TEXTE SOURCE:
--------

- Foot féminin
- Sandrine Brétigny
« Une sélection en équipe de France, on l’apprend sur Internet »
Fin décembre à l'ESCE, Sandrine Brétigny était l'invitée de l'organisation étudiante Manage your dreams, pour parler football et mentalité, et expliquer au jeune public comment se réussit une carrière sportive au plus haut niveau. L'occasion de s'intéresser au parcours atypique d'un des plus beaux palmarès du football féminin français.
Tu es venue ici pour parler de football et de mentalité. Tu as voulu leur faire comprendre quoi aux étudiants ? Que percer dans le football demande énormément de travail et de rigueur. C’est un métier qui exige beaucoup de sacrifices, nous n’avons pas la même vie que nos amis, on ne sort pas les week-ends… Comme je leur ai expliqué, à Lyon j’ai vu passer de nombreuses joueuses qui avaient du talent, mais elles n’avaient pas d’envie à l’entraînement, aucune ambition de se surpasser, et le rêve s’est vite terminé. C’est pourquoi il faut avant toute chose être déterminé et passionné, cela rend les choses plus faciles.
Il n’est pourtant pas aisé de vivre du football féminin en France encore aujourd’hui. La faiblesse des revenus rend difficile les perspectives, et il est toujours difficile de combiner pratique sportive et études poussées. C’est vrai, et encore c’est plus facile maintenant qu’à mon époque. De nos jours, il y a beaucoup plus de structures sports-études qui se créent. Je crois qu’il y a quatre pôles avec différentes possibilités. Moi, quand j’ai commencé, je n’avais pas vraiment le choix au niveau des études, c’était beaucoup plus rigide. Après, forcément, cela reste difficile car il y a beaucoup d’appelées et peu d’élues, d’autant plus que le niveau a progressé. Avant que Jean-Michel Aulas ne décide de professionnaliser les joueuses de l’OL en 2009, j’ai d’abord passé mes diplômes sur deux ans avant de travailler comme assistante entre 2005 et 2009 dans une structure de sports-études. Aujourd’hui, certaines joueuses signent des contrats et arrivent à vivre de leur passion, mais ça n’a rien à voir avec les garçons.

--------

EXERCICES:
(1) Quelles organisations l'entretien désigne-t-il par leur nom ou leur sigle ?
(2) Recopiez tel quel le passage de l'entretien situé entre « Fin décembre à » et « football féminin français. », bornes incluses.
Ces lignes proviennent d'une source distincte de l'entretien.

--------

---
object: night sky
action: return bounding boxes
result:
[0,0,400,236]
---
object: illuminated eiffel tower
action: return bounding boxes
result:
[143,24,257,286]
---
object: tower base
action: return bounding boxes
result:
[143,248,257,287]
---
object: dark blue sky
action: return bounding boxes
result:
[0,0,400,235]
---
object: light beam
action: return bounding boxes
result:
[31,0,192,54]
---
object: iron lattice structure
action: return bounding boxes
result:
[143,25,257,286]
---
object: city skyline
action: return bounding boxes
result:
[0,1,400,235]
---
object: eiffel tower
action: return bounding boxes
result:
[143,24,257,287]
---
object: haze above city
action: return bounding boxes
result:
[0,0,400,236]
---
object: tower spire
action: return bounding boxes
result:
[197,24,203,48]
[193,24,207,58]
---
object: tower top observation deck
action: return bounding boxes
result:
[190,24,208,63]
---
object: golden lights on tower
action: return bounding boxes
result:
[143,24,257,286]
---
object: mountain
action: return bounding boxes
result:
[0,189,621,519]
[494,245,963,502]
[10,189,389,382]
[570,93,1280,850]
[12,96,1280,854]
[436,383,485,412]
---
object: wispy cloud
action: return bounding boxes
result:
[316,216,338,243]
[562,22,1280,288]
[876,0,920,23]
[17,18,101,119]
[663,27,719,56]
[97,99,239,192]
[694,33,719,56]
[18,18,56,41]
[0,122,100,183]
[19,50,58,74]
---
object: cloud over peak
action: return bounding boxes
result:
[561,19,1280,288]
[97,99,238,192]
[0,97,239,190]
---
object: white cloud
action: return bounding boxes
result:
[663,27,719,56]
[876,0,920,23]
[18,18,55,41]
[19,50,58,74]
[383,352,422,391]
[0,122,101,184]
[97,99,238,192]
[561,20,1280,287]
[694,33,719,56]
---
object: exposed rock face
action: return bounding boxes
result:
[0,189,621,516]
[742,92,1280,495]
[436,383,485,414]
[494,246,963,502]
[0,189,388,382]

--------

RÉPONSES AUX EXERCICES:
(1) L'équipe de France, l'ESCE, Manage your dreams, l'OL

(2)
Fin décembre à l'ESCE, Sandrine Brétigny était l'invitée de l'organisation étudiante Manage your dreams, pour parler football et mentalité, et expliquer au jeune public comment se réussit une carrière sportive au plus haut niveau. L'occasion de s'intéresser au parcours atypique d'un des plus beaux palmarès du football féminin français.